原文 →
でも、スタンレーが誇るのはボトルだけじゃあないんです。

現在は伝統の真空ボトルを始めとする「クラシックシリーズ」のほかに、プロ仕様の「マスターシリーズ」、日常使いしやすい「ゴーシリーズ」、そしてサーマルウェアの枠を超えた「アドベンチャーシリーズ」という4つのカテゴリーで展開しています。その中でも注目したいのは「アドベンチャーシリーズ」。

フラスコ、クーラーボックスなど保温保冷技術を活用した製品がそろっていて、キャンプに持って行きたくなる道具がずらり。なかでもソロ&デュオキャンプ向きの縦型クッカー「キャンプクックセット0.71L」(3300円/税別)は冬キャンプにぴったりなんです。

 

■フタの湯切り穴がコーヒーにも使える

「キャンプクックセット0.71L」のフタは湯量を調整できる湯切り穴が付いています。

φ10×H14.5cm、重量393g。なんてことないシンプルなステンレス製クッカーです。フタはシンプルなディスク状で、ハンドルで押さえてロックします。

フタを開けると容量296mlのカップが2個入っています。割れにくい樹脂製で、なんと二重構造。

沸かしたばかりの湯を入れても熱くないし、保温性は良好。口当たりもなめらかです。内径φ8cmで各種コーヒードリッパーに対応しますが、紙の切り込み部分をカップの縁に引っ掛けるドリップパックはちょっと載せにくそうかも。

特筆すべきはフタの湯切り穴です。片側が6穴で反対側は1穴。パスタの湯切りは6穴でドバっと湯を切り、コーヒーなんかは1穴で少しずつ湯を注ぐと言った具合に使い分けられるんです。

フタのツマミを立てた状態で火にかければ、クッカーは熱くても素手でフタを取り外せるし、写真ではグローブを使いましたが、湯切りのときにはツマミを倒して素手でフタを押さえることもできる。これは便利。

 

■アメリカ生まれなのでメモリの基準はoz

アメリカ生まれのブランドですから、メモリはoz(オンス、約30ml)が基本となっています。mlでも記されていますが「300mlきっちり測る」ようなシーンには不向きです。

クッカーは4ozごとに、ozとmLで容量が刻まれています。外側から読めるようになっていて、内側からは文字が反転しています。読みづらいといえば読みづらいし、日本では5mLずつ刻みが付いているほうが扱いやすいのですが、キャンプではおおよその容量がわかればいいのでそれほど問題ではないでしょう。

与えられたデータ →
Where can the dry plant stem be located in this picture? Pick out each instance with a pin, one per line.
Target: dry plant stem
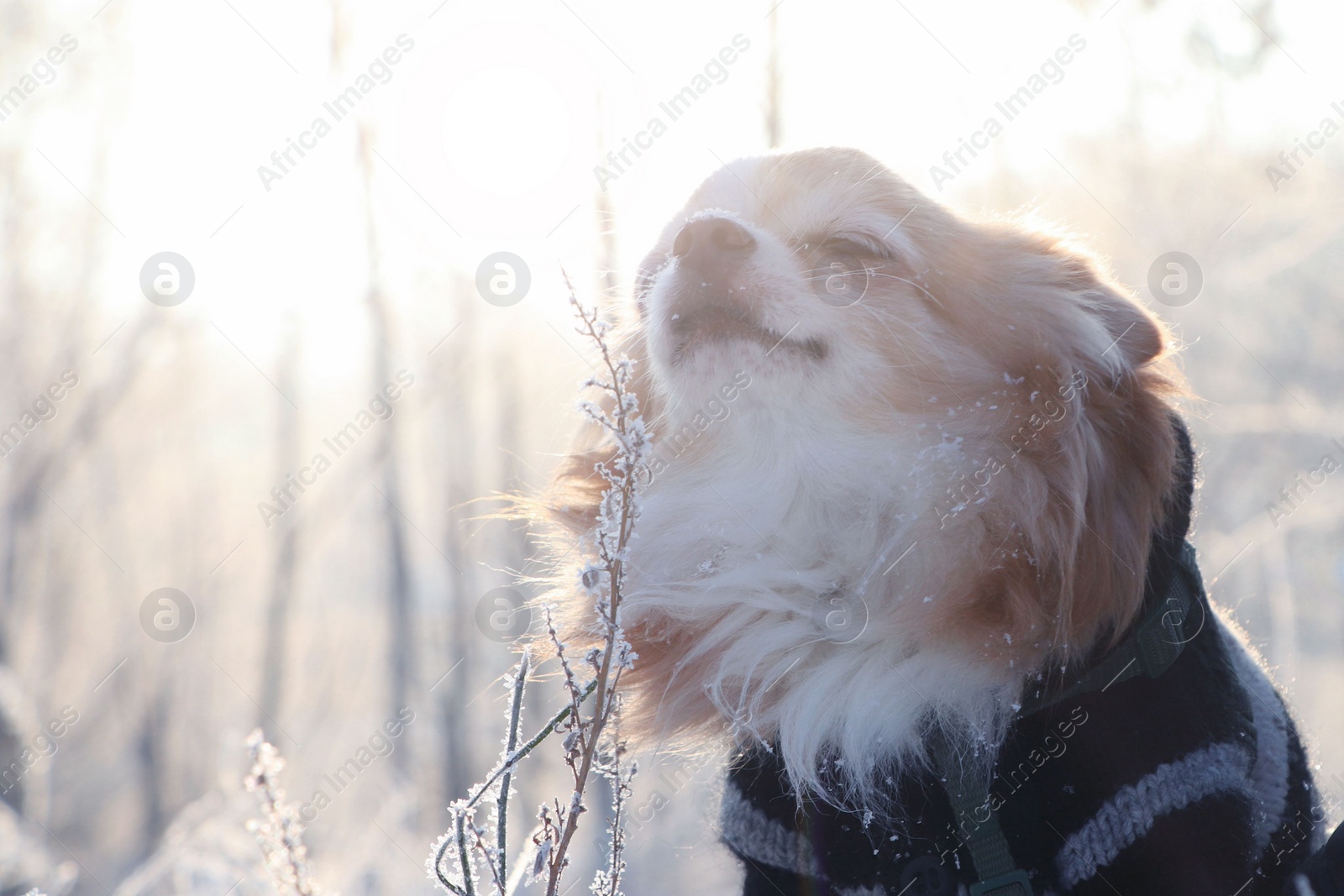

練習問題 1 → スタンレーのクッカーの記事によると、フタを開けると入っているカップは何個で、容量はいくつですか。
練習問題 2 → スタンレーのクッカーの記事を、最後の文の続きから書き進めてください。

解答 1 → 容量296mlのカップが2個入っています。

解答 2 →
クッカー本体の口はカップラーメンとほぼ同じ。カップラーメンを入れるとフタをして持ち運べないのが残念です。

縦型クッカーで最も気をつけたいのは底の広さとゴトクとの相性。

「キャンプクックセット0.71L」の底はφ8cmなのでOD缶を下に直結する登山向きの小型ストーブはまず大丈夫なんですが、写真のSOTO「ストームブレイカー」はゴトクにギリギリ引っかかっている状態でこのまま調理するのは危険。

同じストーブでもSOTO「レギュレーターストーブST-310」なら余裕。ゴトクの内径には十分注意しましょう。

 

■熱燗のための形かも

「キャンプクックセット0.71L」は、小さな缶入り日本酒を温めるのにちょうどいい形、大きさ。細かいことは気にせず、熱燗をちびちび飲みながら料理をつまむためのセットです。

縦型クッカーは炒めものには不向きだし、ストーブの火力を上げると炎の大半が鍋の外にはみ出るので効率が悪い。「キャンプクックセット0.71L」はOD缶を中に入れることもできません。

それでも「キャンプクックセット0.71L」が冬キャンプ向きだと感じるのは缶入りの酒を温めるのにちょうどいいから。浅型クッカーで酒缶を肩まで漬けるにはそれなりに大きな鍋が必要ですが、これなら1本を温めるのにちょうどいいんですね。

グループなら「キャンプクックセット0.71L」に直接日本酒やワインをいれて、大きめの鍋に漬けるチロリみたいな使い方もできるんです。

温めた酒はそのまま飲んでもいいですが、冬は同じアドベンチャーシリーズの「真空マグ0.23L」(2800円/税別)に入れてフタをすることで熱々をキープ。焚き火で炙ったエイヒレを1枚、マグの底に忍ばせておくとひれ酒風になりますよ。

ちなみに、「真空マグ0.23L」はフタをしたままでも飲める中フタと持ち運びしやすい外フタの2重構造です。

酒缶を温め終わった「キャンプクックセット0.71L」でおでんを作りました。おでんをつまみながら熱燗を飲み、カップに残った出汁と酒をあわせて出汁割りに。冬キャンプには最高のメニューです。

ハンドルはぐらつかず、カップをそのまま食器としても使えますが、底の方にたまった具を箸でつまみにくいので、付属の緑のカップを食器代わりにするほうがいいですね。

*  *  *

炒め物には不向きなので、あれもこれも作りたい料理好きキャンパーは物足りないかもしれません。けれどもスープやパスタなど、ただ火にかけるだけ、レトルト食品を温めるだけで十分と考える人なら十分。熱燗好き、ホットワイン好き、コーヒー好きなら手に取る価値がありますよ。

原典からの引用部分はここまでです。